→ **Records supplied**

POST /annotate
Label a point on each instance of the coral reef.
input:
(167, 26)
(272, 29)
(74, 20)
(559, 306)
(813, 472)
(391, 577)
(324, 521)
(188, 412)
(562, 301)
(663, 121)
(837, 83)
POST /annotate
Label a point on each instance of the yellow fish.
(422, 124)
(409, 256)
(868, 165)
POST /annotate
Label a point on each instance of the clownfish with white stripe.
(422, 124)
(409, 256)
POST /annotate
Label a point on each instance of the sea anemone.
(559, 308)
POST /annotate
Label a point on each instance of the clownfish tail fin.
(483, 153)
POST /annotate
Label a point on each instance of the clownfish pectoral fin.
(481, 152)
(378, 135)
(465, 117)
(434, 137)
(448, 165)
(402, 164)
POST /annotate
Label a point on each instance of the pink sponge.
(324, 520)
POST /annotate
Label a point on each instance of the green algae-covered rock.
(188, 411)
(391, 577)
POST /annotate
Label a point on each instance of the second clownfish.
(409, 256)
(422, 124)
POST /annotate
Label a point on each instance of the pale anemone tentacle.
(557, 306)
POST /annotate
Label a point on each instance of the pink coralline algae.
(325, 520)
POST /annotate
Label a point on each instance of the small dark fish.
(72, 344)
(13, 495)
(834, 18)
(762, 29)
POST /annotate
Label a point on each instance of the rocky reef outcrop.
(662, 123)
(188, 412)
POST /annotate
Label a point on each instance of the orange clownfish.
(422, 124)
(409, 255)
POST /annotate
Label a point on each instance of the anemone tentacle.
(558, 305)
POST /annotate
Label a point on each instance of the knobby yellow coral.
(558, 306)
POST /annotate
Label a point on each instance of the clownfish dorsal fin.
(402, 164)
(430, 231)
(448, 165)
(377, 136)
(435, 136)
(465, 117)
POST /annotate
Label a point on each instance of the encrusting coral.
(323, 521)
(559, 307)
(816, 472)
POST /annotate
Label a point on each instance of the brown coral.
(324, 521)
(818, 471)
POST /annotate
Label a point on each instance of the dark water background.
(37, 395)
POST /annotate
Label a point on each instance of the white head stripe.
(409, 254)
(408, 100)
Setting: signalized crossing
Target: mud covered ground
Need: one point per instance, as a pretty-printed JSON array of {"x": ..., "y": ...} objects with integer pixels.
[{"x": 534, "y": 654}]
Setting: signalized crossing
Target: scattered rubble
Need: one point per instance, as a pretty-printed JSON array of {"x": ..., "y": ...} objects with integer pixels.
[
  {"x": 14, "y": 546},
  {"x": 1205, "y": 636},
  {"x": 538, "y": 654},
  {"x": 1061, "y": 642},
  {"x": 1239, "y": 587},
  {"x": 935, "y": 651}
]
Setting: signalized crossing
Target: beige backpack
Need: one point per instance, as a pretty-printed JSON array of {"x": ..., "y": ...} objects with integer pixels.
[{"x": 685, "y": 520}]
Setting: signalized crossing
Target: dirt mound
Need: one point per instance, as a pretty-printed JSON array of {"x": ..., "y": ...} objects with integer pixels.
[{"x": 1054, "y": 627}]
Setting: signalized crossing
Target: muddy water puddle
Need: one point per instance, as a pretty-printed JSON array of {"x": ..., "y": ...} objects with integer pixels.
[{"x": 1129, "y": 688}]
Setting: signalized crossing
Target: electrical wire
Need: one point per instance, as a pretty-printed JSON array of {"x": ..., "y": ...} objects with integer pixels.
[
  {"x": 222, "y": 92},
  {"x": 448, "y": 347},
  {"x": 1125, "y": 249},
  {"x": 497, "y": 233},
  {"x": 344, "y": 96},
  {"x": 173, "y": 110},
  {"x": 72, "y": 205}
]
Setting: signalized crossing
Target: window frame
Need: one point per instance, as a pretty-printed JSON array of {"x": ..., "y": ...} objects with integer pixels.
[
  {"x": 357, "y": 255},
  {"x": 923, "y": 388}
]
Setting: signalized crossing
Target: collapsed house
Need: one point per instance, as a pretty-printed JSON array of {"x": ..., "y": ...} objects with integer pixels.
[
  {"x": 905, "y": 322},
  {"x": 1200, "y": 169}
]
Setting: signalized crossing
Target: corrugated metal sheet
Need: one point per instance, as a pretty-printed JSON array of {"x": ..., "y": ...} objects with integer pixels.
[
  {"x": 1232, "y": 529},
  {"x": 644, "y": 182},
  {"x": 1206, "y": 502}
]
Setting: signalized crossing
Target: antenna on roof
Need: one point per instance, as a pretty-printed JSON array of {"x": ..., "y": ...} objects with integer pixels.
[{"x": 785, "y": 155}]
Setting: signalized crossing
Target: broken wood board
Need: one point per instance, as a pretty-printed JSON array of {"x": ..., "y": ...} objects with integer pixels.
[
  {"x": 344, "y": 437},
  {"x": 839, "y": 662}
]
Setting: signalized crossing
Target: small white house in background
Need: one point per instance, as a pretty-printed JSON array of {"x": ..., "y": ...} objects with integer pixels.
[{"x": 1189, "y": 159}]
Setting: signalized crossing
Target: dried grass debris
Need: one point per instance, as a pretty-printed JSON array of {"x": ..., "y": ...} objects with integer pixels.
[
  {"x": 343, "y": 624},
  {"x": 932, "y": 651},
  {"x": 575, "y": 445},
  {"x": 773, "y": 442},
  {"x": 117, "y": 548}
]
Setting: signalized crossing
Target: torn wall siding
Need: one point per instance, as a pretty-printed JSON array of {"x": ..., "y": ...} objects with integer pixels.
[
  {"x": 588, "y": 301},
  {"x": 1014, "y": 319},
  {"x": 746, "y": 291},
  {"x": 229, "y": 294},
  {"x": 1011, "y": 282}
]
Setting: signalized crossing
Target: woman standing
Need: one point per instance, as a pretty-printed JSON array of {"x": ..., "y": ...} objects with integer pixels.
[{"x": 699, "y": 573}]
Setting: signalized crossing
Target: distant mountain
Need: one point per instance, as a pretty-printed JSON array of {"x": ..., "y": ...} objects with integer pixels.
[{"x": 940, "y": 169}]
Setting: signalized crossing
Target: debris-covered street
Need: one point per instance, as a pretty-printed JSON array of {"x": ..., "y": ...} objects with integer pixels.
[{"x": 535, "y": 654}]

→ **Work task**
Keeping each word as it stands, transcribe every entry.

→ **Exercise solution**
POST /annotate
Label a point on each instance of the coral reef.
input:
(167, 26)
(272, 29)
(74, 20)
(559, 306)
(813, 472)
(391, 577)
(324, 521)
(188, 412)
(562, 301)
(663, 121)
(837, 83)
POST /annotate
Label a point on each instance of the yellow fish.
(422, 124)
(409, 256)
(868, 165)
POST /annotate
Label a point on each instance of the clownfish with white stripe.
(422, 124)
(409, 256)
POST /annotate
Label a point on each instance of the sea anemone.
(559, 308)
POST /annotate
Label a point on each instance of the clownfish tail fin.
(483, 153)
POST /annotate
Label a point on each instance of the clownfish pectoral fin.
(481, 152)
(378, 135)
(465, 117)
(434, 137)
(448, 165)
(402, 164)
POST /annotate
Label a point on each instance of the pink sponge.
(324, 520)
POST /annotate
Label a point on each instance of the green algae-covered rock.
(188, 411)
(391, 577)
POST /annotate
Label a point on each instance of the second clownfish.
(409, 256)
(422, 124)
POST /annotate
Label a point on each instance of the pale anemone tentacle.
(557, 306)
POST /annotate
Label a point on each instance of the pink coralline algae.
(325, 520)
POST /annotate
Label a point on each instance of the small dark fish.
(72, 344)
(13, 495)
(834, 18)
(762, 29)
POST /annotate
Label a point on each instance of the rocky reef outcrop.
(662, 123)
(188, 412)
POST /annotate
Label a point on each instance of the orange clownfish.
(422, 124)
(409, 255)
POST /annotate
Label a point on each instance of the anemone tentacle.
(558, 305)
POST /annotate
Label a point on each instance of the knobby yellow coral.
(558, 306)
POST /annotate
Label a point on each instance of the clownfish dorsal fin.
(402, 164)
(430, 231)
(448, 165)
(377, 136)
(435, 136)
(465, 117)
POST /annotate
Label a point on each instance of the encrusting coral.
(323, 521)
(559, 307)
(816, 472)
POST /annotate
Label a point on each instance of the brown coral.
(324, 521)
(818, 471)
POST /annotate
Label a point on each instance of the dark water background.
(37, 395)
POST /annotate
Label a point on each instance of the white head stripe.
(409, 254)
(408, 100)
Setting: signalized crossing
Target: mud covered ground
Need: one point per instance, as a pretty-printed JSON array of {"x": ..., "y": ...} objects with integer pixels.
[{"x": 534, "y": 654}]
Setting: signalized crossing
Target: scattered rubble
Need: one point per instance, as a pretty-printed JSON array of {"x": ..., "y": ...} objects with integer pixels.
[
  {"x": 14, "y": 546},
  {"x": 1205, "y": 636},
  {"x": 538, "y": 654},
  {"x": 1061, "y": 642},
  {"x": 1239, "y": 587},
  {"x": 935, "y": 651}
]
Setting: signalized crossing
Target: beige backpack
Need: one point per instance, as a pretty-printed JSON array of {"x": ..., "y": ...} objects with integer pixels.
[{"x": 685, "y": 520}]
Setting: signalized crossing
Target: dirt mound
Need: one point per instance, as a pretty-printed JSON array of {"x": ..., "y": ...} objects with integer pixels.
[{"x": 1054, "y": 627}]
Setting: signalized crossing
Target: muddy water puddle
Need: one point per instance, as a pretty-printed JSON array of {"x": ..., "y": ...} objects with integer pixels.
[{"x": 1129, "y": 688}]
Setting: signalized crossing
Target: electrical wire
Need: one point per instance, as a pretty-printed JSON array of {"x": ..., "y": ...} objects with integer pixels.
[
  {"x": 222, "y": 92},
  {"x": 448, "y": 347},
  {"x": 1125, "y": 249},
  {"x": 497, "y": 233},
  {"x": 344, "y": 96},
  {"x": 173, "y": 110},
  {"x": 72, "y": 205}
]
Setting: signalized crossing
Target: window frame
Need: one point per instance, as a pretty-printed JSON array of {"x": ..., "y": ...} objects with integer pixels.
[
  {"x": 357, "y": 255},
  {"x": 923, "y": 388}
]
Setting: signalized crossing
Target: collapsed house
Need: one point per instance, as a pretty-printed JSON array of {"x": ..., "y": ...} objects with integer pixels.
[
  {"x": 905, "y": 322},
  {"x": 1200, "y": 169}
]
Setting: signalized crossing
Target: corrugated metal sheet
Need: one point per instance, as a pretty-printed JSON array of {"x": ..., "y": ...} objects with integer pixels.
[
  {"x": 1232, "y": 529},
  {"x": 644, "y": 182},
  {"x": 1206, "y": 502}
]
Setting: signalized crossing
Target: antenna on roof
Need: one point per instance, as a pretty-printed JSON array of {"x": ..., "y": ...} objects with integer pixels.
[{"x": 785, "y": 155}]
Setting: signalized crossing
Target: broken wood board
Need: one point per instance, as a pretty-printed JSON array of {"x": ..., "y": ...} objects with integer pixels.
[
  {"x": 344, "y": 437},
  {"x": 839, "y": 662}
]
Setting: signalized crossing
Target: small white house in background
Need: one point per instance, as a pretty-printed JSON array of {"x": ..., "y": ...} objects with integer pixels.
[{"x": 1189, "y": 159}]
Setting: signalized crossing
Target: dried grass debris
Need: one point per instance, as a pretty-printed JSON array of {"x": ..., "y": ...} objects with integer pixels.
[
  {"x": 343, "y": 624},
  {"x": 932, "y": 651},
  {"x": 575, "y": 445},
  {"x": 773, "y": 442},
  {"x": 117, "y": 548}
]
Setting: signalized crossing
Target: torn wall siding
Need: one point per instance, as a pretty-printed JSON array of {"x": ..., "y": ...} objects with integer pixels.
[
  {"x": 588, "y": 301},
  {"x": 1014, "y": 319},
  {"x": 746, "y": 291},
  {"x": 229, "y": 294},
  {"x": 1011, "y": 282}
]
Setting: signalized crossing
Target: woman standing
Need: one point per instance, as a pretty-printed JSON array of {"x": ..., "y": ...} objects with integer pixels.
[{"x": 699, "y": 573}]
Setting: signalized crossing
Target: distant mountain
Need: one point per instance, as a pretty-printed JSON array of {"x": ..., "y": ...} objects with integer pixels.
[{"x": 940, "y": 169}]
Setting: signalized crossing
Target: debris-covered street
Need: one point per instance, as a pretty-printed JSON array of {"x": ..., "y": ...} objects with integer pixels.
[{"x": 535, "y": 654}]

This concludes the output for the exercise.